• [Stated exercise]: Please write out again every line of the data in the part that opens with the line containing "Where does a point fall on the resort" and closes with the end of the data, shifting each answer coordinate by adding 65 to it. Leave all other lines as they are, including the sample coordinates that show the form.

Pointing and labeling entries

---

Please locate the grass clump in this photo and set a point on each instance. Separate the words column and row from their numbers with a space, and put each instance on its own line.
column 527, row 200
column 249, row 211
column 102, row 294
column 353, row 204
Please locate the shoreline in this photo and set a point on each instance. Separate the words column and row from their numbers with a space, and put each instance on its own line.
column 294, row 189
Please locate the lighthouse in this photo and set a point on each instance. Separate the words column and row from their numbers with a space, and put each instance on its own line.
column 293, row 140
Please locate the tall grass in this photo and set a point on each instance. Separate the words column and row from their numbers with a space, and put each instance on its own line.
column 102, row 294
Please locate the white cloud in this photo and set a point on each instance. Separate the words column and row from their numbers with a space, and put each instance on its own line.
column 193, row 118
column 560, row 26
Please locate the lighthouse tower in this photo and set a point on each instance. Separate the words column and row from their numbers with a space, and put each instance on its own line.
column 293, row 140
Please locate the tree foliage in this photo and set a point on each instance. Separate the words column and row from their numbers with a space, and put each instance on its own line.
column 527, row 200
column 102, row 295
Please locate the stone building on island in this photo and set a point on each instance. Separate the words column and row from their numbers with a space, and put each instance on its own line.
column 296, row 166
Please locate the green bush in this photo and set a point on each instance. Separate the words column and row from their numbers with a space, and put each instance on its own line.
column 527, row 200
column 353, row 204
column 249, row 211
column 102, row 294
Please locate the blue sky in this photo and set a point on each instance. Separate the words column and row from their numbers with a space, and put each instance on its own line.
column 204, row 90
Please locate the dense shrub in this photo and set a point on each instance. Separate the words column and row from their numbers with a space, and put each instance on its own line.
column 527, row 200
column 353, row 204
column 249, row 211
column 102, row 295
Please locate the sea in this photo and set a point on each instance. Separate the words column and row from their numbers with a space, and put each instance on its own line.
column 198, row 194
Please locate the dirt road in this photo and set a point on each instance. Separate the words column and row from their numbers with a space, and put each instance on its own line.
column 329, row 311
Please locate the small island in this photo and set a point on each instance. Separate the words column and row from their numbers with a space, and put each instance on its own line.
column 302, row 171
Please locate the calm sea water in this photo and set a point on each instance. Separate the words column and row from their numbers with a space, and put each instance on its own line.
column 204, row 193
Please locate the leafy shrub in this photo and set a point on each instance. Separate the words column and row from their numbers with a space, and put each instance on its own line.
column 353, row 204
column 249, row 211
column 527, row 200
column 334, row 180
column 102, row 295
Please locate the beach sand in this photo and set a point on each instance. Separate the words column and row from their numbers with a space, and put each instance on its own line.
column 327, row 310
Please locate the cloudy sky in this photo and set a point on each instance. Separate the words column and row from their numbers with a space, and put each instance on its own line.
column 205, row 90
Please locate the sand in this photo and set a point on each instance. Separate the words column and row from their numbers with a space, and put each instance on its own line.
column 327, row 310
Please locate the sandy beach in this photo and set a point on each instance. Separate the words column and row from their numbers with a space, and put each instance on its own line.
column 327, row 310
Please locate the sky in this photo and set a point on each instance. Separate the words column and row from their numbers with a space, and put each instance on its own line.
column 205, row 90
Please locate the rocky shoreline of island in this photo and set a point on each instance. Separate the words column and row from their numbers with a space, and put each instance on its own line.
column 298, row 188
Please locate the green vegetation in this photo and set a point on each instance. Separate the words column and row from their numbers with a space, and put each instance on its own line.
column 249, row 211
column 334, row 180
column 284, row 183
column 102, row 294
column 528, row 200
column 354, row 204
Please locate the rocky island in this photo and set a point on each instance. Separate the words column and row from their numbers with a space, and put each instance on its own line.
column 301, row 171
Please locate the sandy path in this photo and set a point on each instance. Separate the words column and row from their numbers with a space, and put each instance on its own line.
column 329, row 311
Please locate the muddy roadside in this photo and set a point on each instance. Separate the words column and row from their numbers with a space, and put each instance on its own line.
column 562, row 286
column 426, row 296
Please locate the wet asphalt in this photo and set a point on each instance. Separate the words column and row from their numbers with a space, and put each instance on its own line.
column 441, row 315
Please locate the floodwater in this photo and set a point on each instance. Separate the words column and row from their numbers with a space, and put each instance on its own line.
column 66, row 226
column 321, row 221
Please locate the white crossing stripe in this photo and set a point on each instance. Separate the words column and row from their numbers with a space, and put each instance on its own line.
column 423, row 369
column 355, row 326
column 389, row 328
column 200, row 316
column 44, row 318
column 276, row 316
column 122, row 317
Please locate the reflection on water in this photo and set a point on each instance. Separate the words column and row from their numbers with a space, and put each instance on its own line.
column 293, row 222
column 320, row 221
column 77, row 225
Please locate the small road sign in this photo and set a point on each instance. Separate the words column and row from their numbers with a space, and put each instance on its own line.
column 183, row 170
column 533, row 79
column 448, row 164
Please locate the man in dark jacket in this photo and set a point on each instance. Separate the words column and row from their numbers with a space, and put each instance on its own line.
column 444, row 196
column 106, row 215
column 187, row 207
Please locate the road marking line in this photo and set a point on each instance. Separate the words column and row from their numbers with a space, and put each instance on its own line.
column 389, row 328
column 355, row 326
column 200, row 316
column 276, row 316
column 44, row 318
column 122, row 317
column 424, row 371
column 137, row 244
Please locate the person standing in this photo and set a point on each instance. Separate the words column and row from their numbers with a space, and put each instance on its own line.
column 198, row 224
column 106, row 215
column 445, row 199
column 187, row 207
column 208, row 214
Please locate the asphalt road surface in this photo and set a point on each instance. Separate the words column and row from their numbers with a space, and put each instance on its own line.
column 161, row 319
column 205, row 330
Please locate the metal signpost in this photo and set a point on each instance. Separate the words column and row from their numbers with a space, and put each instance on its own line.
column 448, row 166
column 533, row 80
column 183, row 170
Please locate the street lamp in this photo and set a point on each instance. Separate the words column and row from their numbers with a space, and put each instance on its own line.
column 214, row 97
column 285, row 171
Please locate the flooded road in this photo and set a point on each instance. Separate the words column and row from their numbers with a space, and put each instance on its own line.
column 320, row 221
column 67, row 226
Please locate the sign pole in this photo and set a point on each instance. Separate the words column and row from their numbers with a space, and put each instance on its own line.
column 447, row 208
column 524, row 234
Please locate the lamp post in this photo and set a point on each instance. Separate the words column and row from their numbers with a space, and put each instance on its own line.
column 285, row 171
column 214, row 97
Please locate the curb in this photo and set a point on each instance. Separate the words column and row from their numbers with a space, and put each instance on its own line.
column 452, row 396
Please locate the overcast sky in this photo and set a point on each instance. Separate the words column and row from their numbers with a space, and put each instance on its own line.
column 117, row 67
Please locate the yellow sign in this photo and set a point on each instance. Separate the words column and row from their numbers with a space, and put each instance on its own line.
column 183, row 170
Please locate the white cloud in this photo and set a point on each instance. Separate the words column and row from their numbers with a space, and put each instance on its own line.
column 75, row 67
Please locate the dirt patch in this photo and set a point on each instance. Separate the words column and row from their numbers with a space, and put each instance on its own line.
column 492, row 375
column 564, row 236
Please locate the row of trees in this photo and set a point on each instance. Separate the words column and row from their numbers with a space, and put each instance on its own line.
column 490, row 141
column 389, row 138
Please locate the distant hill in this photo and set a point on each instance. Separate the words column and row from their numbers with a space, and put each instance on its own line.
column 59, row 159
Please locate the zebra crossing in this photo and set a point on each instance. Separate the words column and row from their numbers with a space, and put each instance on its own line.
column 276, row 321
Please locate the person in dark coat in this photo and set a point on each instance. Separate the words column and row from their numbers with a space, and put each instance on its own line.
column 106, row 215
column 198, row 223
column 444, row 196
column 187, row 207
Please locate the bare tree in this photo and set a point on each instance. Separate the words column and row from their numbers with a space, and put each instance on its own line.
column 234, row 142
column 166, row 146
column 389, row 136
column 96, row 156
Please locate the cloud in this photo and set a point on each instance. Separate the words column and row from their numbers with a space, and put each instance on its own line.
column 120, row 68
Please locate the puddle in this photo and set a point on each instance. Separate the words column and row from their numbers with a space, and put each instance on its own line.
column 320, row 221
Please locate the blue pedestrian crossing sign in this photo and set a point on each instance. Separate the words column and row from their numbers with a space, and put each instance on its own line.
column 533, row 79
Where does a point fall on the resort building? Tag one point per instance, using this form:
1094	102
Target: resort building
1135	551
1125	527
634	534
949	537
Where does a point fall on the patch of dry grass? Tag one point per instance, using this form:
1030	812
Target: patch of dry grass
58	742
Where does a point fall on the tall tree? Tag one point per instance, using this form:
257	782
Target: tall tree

---

• [Answer in full]:
Where does a point fall on the resort building? Tag one point per instance, using this form:
1094	102
Target: resort building
1200	616
1190	592
699	599
1014	602
Where does a point fall on the patch of dry grass? Tag one point per instance, using this form:
1030	812
Target: patch of dry grass
123	807
Where does a point fall on the tall tree? Tag one point per instance, using this form:
257	782
Target: tall tree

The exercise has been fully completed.